-- CONSIGNA --
Reproduce literalmente el fragmento del texto sobre la solemnidad de la Santísima Trinidad que empieza en "Contemplando a Jesús, vemos" y termina en "con nosotros (2ª.lectura)".

-- TEXTO DE ORIGEN --
● ● ● ●
Solemnidad de la Santísima Trinidad
Ex 34,4b-6. 8-9; Dan 3,52. 53. 54. 55. 56;
2 Cor 13,11-13; Jn 3,16-18
Al celebrar la solemnidad de la santísima Trinidad, el saludo inicial de la misa,
sacado de la segunda lectura de hoy, adquiere un sabor especial: “La gracia de
nuestro Señor Jesucristo, el amor de Dios y la comunión del Espíritu Santo esté
siempre con ustedes”. Porque nuestro Dios, la Trinidad aparece como lo que es:
misterio de vida y de amor. La gran revelación de la identidad de Dios. En efecto, el
Dios que nos ha revelado Jesús es un Dios vivo y personal, un Dios Familia: dios
Uno y Trino. A través de Jesús hemos comprendido que la actitud básica de Dios es
amar: toda la historia de Dios es una historia de amor, una voluntad de amor más
fuerte que el mal de los hombres (evangelio y 1ª. lectura).
Contemplando a Jesús, vemos en él un diluvio de gracia, que es presencia de ese
amor absoluto de Dios: una gracia y un amor de los cuales se nos hace partícipes
por ese don de comunión que es el Espíritu Santo (2ª.lectura). La respuesta del
cristiano al amor de la santísima Trinidad ha de ser el agradecimiento y la alabanza
a este Dios grande y amoroso (salmo); y segundo, la experiencia gozosa de vivir en
comunidad de seguidores de este Dios que está con nosotros (2ª.lectura)
La misericordia de Dios es el «tema» por excelencia de la Biblia. Israel, a lo largo
de su historia, tuvo la experiencia privilegiada de la bondad extrema de Dios. Dios
tiene ternura para con los suyos, por fidelidad a sus compromisos. Cuando el
hombre rompe con Dios esta alianza de amor, Dios, lejos de olvidarse de sus
creaturas, ofrece su generoso perdón, para rehacer la dignidad de los elegidos.
Claro está que éstos, nosotros, han de convertirse; han de ser responsables de una
nueva vida. La misericordia de Dios viene destacada también por un amor de
madre, según lo del profeta: aunque una madre se olvidara de su pequeño, Dios
nunca se olvidará de Israel.
● ● ● ●
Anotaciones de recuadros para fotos
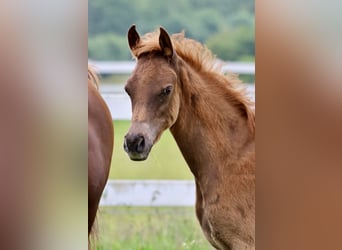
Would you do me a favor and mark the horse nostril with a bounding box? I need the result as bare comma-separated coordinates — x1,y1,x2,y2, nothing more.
135,135,145,153
124,135,145,154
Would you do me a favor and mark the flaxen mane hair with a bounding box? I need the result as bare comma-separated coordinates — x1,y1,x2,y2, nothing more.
88,65,99,89
132,29,255,134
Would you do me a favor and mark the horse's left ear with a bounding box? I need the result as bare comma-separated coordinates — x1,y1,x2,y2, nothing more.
127,24,140,50
159,27,173,59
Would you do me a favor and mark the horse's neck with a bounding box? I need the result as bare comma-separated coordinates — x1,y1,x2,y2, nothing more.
171,63,254,183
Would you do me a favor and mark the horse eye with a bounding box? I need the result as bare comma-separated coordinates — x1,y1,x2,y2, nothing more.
160,85,172,96
125,87,130,96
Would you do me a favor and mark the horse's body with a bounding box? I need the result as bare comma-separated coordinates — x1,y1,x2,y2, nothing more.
124,26,255,249
88,67,114,236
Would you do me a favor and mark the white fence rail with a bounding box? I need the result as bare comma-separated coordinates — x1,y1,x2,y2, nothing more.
100,180,195,207
88,61,255,75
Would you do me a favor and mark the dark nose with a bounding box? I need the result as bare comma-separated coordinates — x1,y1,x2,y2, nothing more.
124,134,145,154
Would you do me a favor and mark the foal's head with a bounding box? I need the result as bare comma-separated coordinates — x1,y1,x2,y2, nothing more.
124,25,180,161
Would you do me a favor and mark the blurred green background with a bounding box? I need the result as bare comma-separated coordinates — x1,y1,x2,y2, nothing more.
88,0,255,61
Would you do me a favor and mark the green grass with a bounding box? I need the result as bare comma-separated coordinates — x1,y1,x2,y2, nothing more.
96,207,213,250
109,121,193,180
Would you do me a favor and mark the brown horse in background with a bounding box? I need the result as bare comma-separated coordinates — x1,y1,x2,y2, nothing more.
88,66,114,236
124,25,255,250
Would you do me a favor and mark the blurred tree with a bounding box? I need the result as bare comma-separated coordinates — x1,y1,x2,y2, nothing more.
88,0,255,61
88,34,131,60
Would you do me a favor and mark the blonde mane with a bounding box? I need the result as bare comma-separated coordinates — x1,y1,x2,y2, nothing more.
132,29,255,134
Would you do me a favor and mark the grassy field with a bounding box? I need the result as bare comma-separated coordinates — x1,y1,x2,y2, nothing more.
109,121,193,180
96,207,213,250
96,121,213,250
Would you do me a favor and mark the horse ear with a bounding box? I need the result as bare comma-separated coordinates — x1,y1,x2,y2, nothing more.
127,24,140,50
159,27,173,59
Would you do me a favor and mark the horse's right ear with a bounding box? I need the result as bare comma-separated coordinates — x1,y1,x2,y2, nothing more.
127,24,140,50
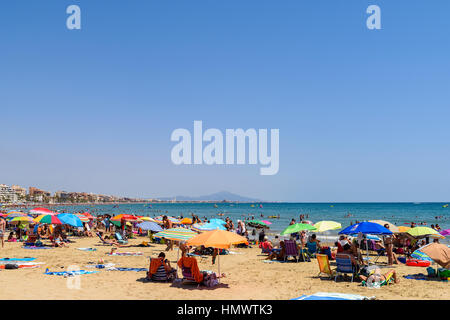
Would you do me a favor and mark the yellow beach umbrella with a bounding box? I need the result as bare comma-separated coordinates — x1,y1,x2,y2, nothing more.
186,230,248,249
9,216,36,223
406,227,440,238
369,220,399,233
314,221,342,232
398,226,411,233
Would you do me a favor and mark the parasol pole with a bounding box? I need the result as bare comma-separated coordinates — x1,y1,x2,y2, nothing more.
217,251,220,283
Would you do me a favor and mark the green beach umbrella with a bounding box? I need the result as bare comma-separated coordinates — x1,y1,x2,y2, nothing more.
281,223,317,236
314,221,342,232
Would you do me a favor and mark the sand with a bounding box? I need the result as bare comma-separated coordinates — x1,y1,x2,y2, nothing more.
0,237,450,300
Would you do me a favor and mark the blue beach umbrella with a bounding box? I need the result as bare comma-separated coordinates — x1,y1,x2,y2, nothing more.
57,213,83,228
137,221,163,232
339,222,392,235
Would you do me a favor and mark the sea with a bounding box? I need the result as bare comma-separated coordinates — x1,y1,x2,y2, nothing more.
44,202,450,243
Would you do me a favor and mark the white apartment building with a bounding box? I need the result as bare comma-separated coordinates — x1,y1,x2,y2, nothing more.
0,184,18,202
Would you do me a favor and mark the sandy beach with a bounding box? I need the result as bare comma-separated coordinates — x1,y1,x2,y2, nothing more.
0,237,450,300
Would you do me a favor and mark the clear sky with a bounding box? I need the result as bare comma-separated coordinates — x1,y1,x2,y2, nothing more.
0,0,450,201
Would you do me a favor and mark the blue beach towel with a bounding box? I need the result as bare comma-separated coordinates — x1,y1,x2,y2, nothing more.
0,258,36,262
109,268,148,272
44,269,99,276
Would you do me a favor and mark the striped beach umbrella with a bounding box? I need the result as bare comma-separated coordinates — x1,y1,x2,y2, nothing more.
34,214,63,224
75,213,89,222
57,213,83,228
154,216,181,224
281,223,316,236
111,214,138,221
9,216,36,223
191,222,227,232
154,228,198,241
30,208,56,214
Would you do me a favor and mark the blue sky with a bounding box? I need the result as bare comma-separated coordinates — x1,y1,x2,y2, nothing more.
0,0,450,201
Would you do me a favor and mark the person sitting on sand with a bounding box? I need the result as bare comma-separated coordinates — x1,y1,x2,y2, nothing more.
359,268,400,283
145,252,177,281
53,235,69,248
266,241,286,261
98,231,125,247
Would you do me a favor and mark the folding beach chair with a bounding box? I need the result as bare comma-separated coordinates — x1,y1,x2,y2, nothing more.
284,240,299,262
316,254,335,279
115,232,128,244
306,242,317,258
368,240,386,263
334,254,356,282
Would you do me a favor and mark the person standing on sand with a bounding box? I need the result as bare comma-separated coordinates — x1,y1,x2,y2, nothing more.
0,218,6,248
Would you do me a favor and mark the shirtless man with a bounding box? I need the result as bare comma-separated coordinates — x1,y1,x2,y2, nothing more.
0,218,6,248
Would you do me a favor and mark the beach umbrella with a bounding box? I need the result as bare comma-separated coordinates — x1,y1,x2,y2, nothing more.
139,217,156,222
34,214,63,224
406,227,440,238
281,223,316,236
9,216,35,223
186,230,248,282
186,230,248,249
191,222,227,232
75,213,89,222
111,214,138,221
247,220,269,228
82,212,95,220
57,213,83,228
154,228,197,241
180,218,192,224
416,242,450,269
313,221,342,232
6,212,28,219
339,222,392,235
398,226,411,233
209,219,227,225
411,249,433,262
30,208,55,214
369,220,399,233
154,216,180,224
137,221,163,232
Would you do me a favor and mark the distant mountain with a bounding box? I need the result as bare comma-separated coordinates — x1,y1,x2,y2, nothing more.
159,191,262,202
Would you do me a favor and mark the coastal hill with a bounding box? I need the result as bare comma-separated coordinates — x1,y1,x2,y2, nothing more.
159,191,262,202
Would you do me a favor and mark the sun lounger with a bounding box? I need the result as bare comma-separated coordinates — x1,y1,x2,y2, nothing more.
115,232,128,244
306,242,317,257
284,240,299,262
334,254,356,282
316,254,335,278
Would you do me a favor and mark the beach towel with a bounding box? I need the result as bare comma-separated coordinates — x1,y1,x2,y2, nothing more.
107,252,143,256
44,269,99,276
108,268,147,272
178,257,203,283
0,258,36,262
148,258,163,278
403,273,445,281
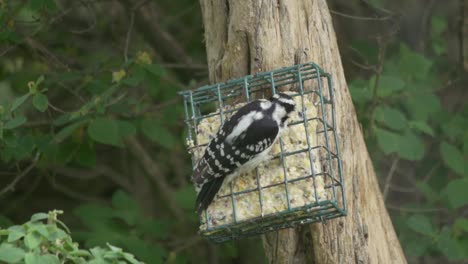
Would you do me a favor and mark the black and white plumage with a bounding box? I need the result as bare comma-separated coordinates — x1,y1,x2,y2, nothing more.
192,93,295,213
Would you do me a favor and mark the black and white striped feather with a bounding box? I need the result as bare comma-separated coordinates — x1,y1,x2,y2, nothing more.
192,93,295,213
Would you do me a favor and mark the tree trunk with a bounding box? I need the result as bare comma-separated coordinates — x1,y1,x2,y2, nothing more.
200,0,406,263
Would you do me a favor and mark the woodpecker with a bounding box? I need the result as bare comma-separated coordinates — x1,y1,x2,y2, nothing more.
192,93,296,214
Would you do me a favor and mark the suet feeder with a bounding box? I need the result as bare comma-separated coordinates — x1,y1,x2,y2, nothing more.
181,63,346,242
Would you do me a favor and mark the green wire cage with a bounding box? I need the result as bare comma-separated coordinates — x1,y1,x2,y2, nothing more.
181,63,346,242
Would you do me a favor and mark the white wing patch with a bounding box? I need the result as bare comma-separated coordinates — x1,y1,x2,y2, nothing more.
273,104,287,126
226,111,263,144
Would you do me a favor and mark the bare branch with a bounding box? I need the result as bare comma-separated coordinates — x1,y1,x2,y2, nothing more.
330,10,392,21
383,157,400,201
0,152,41,196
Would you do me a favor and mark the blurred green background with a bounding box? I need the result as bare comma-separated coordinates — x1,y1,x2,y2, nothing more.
0,0,468,263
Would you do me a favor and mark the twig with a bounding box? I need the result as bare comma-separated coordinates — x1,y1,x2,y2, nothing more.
383,157,400,201
124,10,135,62
47,175,103,203
0,152,41,196
126,137,183,219
70,0,97,34
172,236,202,253
389,183,417,193
52,165,132,191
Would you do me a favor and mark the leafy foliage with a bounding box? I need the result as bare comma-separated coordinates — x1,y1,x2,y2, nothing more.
349,14,468,261
0,210,142,264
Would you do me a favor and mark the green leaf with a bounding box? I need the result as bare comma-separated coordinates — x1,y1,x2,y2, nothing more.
0,243,24,263
408,121,435,137
440,141,466,176
375,128,401,155
33,93,49,112
88,117,136,147
437,226,464,260
406,215,435,236
445,179,468,209
29,0,57,11
399,44,432,80
3,115,27,129
24,232,42,249
53,119,89,143
141,119,176,149
431,16,448,36
174,186,196,210
30,213,49,222
398,131,425,160
75,142,96,168
416,181,440,202
7,225,26,242
375,106,408,131
348,79,372,104
404,94,442,121
10,93,31,112
138,219,169,239
145,64,165,76
112,190,141,225
24,252,60,264
371,75,405,97
453,218,468,233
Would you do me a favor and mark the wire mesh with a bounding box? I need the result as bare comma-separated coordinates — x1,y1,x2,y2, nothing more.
181,63,346,242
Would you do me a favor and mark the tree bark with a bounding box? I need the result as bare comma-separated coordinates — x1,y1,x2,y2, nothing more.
200,0,406,263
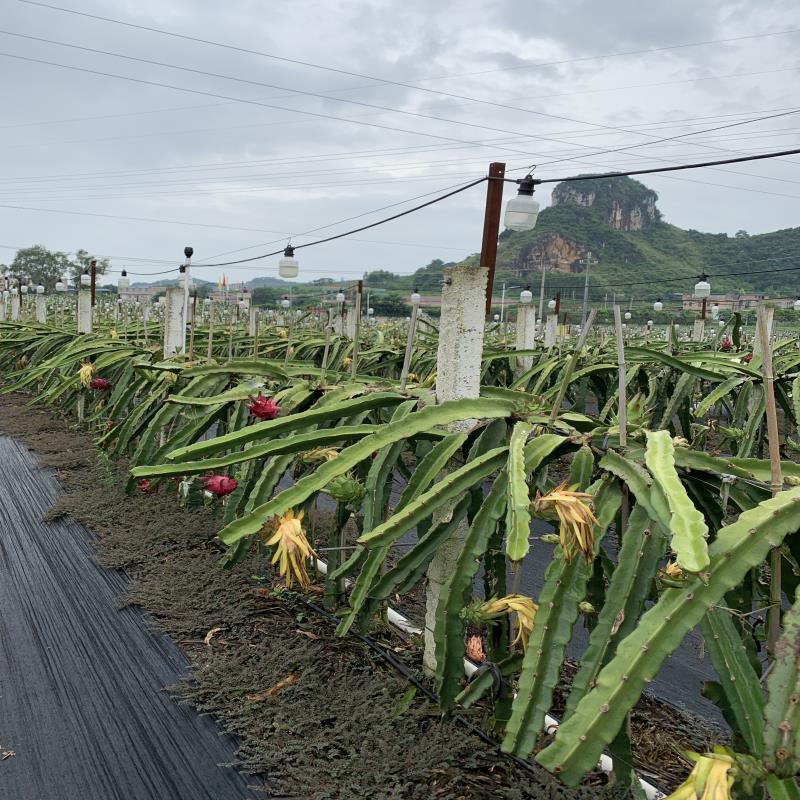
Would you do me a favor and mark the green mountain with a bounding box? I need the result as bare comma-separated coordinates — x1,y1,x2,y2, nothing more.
411,178,800,300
● ● ● ●
-- RESULTADO DE LA TAREA --
Contemplando a Jesús, vemos en él un diluvio de gracia, que es presencia de ese
amor absoluto de Dios: una gracia y un amor de los cuales se nos hace partícipes
por ese don de comunión que es el Espíritu Santo (2ª.lectura). La respuesta del
cristiano al amor de la santísima Trinidad ha de ser el agradecimiento y la alabanza
a este Dios grande y amoroso (salmo); y segundo, la experiencia gozosa de vivir en
comunidad de seguidores de este Dios que está con nosotros (2ª.lectura)